- Aim of the task: Update the rows below by changing every "instance" to "occurrence" and leaving everything else untouched. Reproduce all of the rows without the pictures.

- Task inputs:
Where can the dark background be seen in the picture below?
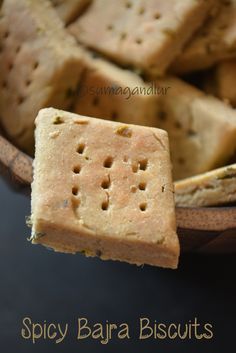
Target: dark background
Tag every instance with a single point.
(55, 287)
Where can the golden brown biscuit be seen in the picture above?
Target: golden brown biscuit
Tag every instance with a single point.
(68, 10)
(40, 66)
(216, 41)
(225, 78)
(201, 128)
(110, 92)
(103, 188)
(209, 189)
(145, 34)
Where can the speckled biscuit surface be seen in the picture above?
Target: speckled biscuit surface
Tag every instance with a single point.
(201, 128)
(103, 188)
(214, 42)
(68, 10)
(209, 189)
(145, 34)
(40, 66)
(225, 80)
(110, 92)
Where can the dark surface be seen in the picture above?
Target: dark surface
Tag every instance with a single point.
(60, 288)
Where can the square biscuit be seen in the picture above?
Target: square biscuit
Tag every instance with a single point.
(40, 66)
(103, 188)
(201, 128)
(110, 92)
(147, 35)
(214, 188)
(69, 10)
(216, 41)
(225, 79)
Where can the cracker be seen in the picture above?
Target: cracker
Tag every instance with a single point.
(209, 189)
(225, 77)
(201, 128)
(216, 41)
(40, 66)
(110, 92)
(69, 10)
(144, 34)
(102, 193)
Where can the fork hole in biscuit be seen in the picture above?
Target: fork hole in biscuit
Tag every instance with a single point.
(106, 184)
(6, 34)
(10, 66)
(114, 116)
(141, 11)
(75, 203)
(18, 49)
(162, 115)
(20, 100)
(134, 167)
(36, 65)
(142, 186)
(81, 148)
(95, 101)
(157, 16)
(143, 164)
(191, 133)
(105, 205)
(143, 206)
(110, 27)
(181, 160)
(108, 162)
(77, 169)
(28, 82)
(139, 41)
(123, 36)
(4, 84)
(178, 125)
(75, 190)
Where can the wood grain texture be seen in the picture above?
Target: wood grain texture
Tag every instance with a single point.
(206, 230)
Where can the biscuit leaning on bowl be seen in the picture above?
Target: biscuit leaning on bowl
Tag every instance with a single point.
(40, 66)
(104, 189)
(110, 92)
(216, 187)
(214, 42)
(69, 10)
(201, 128)
(144, 34)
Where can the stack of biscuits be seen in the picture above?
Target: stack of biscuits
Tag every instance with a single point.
(149, 90)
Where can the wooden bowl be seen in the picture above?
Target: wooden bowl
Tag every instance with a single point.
(208, 230)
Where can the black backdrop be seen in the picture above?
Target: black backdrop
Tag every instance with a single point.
(44, 285)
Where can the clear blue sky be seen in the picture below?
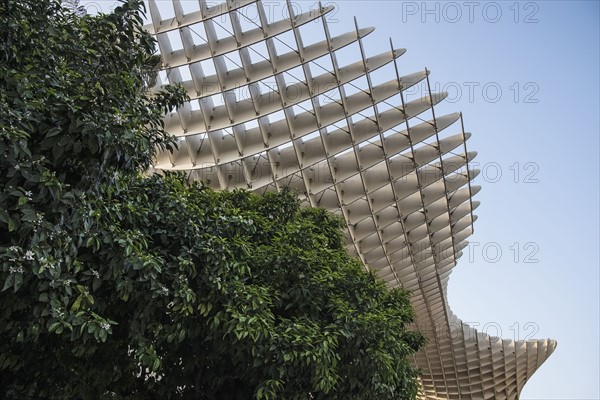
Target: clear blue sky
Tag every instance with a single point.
(525, 75)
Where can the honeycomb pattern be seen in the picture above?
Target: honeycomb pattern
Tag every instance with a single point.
(269, 108)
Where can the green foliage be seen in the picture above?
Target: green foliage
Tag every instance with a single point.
(124, 286)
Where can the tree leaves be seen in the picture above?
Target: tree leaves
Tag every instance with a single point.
(123, 285)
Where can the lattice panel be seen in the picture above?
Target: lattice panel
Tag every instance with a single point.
(270, 109)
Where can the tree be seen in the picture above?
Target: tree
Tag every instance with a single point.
(120, 285)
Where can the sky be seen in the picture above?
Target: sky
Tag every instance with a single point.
(525, 75)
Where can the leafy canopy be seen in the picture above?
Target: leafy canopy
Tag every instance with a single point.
(125, 286)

- Full output:
Where can the dark background be seen in the picture below?
Target: dark background
Tag every occurrence with a single point.
(55, 287)
Where can the golden brown biscuit be seen in the picture above?
Target: golden brown biscuit
Tag every occurrence with a single point.
(68, 10)
(40, 66)
(216, 41)
(225, 78)
(201, 128)
(110, 92)
(103, 188)
(209, 189)
(145, 34)
Where can the speckled biscuit surface be seen in the picture above?
Target: speckled biscuit surface
Tag every occurrence with a single point.
(201, 128)
(103, 188)
(214, 42)
(68, 10)
(209, 189)
(145, 34)
(40, 66)
(225, 80)
(110, 92)
Where can the dark surface be seen in the picture above?
Target: dark surface
Tag every occurrence with a single point.
(60, 288)
Where can the square biscuit be seen in the picture above?
Target: square biscuit
Tag every occurrence with a single point.
(40, 66)
(103, 188)
(201, 128)
(110, 92)
(147, 35)
(214, 188)
(69, 10)
(216, 41)
(225, 79)
Where can the cracker be seen in the picture above?
Target: cracker
Tag every occurrence with a single point.
(209, 189)
(225, 77)
(201, 128)
(216, 41)
(40, 66)
(110, 92)
(69, 10)
(144, 34)
(102, 193)
Where can the fork hole in biscuit be seen in the picture above?
Target: fork hole in biscuit
Tag every occurrence with a single point.
(106, 184)
(6, 34)
(10, 66)
(114, 116)
(141, 11)
(75, 203)
(18, 49)
(162, 115)
(20, 100)
(134, 167)
(36, 65)
(142, 186)
(81, 148)
(95, 101)
(157, 16)
(143, 164)
(191, 133)
(105, 205)
(143, 206)
(110, 27)
(181, 160)
(108, 162)
(77, 169)
(28, 82)
(139, 41)
(123, 36)
(4, 84)
(178, 125)
(75, 190)
Where can the wood grain texture be seen in the picture above?
Target: wood grain texture
Tag every occurrence with a single point.
(206, 230)
Where can the biscuit leaning on bowl be seen in the picture above?
Target: biscuit leaning on bowl
Tag every occurrence with a single point.
(40, 66)
(104, 189)
(110, 92)
(216, 187)
(214, 42)
(69, 10)
(201, 128)
(144, 34)
Where can the stack of biscuits be seen in the picture above?
Target: stack of biscuits
Tag every occurrence with a single point.
(149, 90)
Where can the wooden bowl be seen in the picture above?
Target: wooden bowl
Tag every occurrence with a single point.
(208, 230)
Where can the black backdrop be seen in the picture above?
Target: black backdrop
Tag every occurrence with a single point.
(44, 285)
Where can the clear blue sky be seen in the picture below?
Target: clear blue sky
Tag every occurrence with a single point.
(525, 75)
Where can the honeycomb pattern be seen in the picture above?
Target: honeycomb pattern
Tag every occurrence with a single point.
(269, 108)
Where can the green foliage be seen in the picture above?
Target: green foliage
Tag every occurrence with a single point.
(124, 286)
Where can the tree leaves be seen in the picture above?
Target: tree leaves
Tag every occurrence with a single point.
(123, 285)
Where can the lattice panel be seen in the picture above?
Target: lattice panel
Tag every occurrence with a single point.
(270, 109)
Where can the tree be seen in the picture above?
Target: tree
Tag every occurrence with a single point.
(120, 285)
Where can the sky be seen in the picture above?
Target: sky
Tag every occurrence with a single point.
(525, 75)
Where can the leafy canopy be seen in the picture above?
Target: leafy canopy
Tag every occurrence with a single point.
(125, 286)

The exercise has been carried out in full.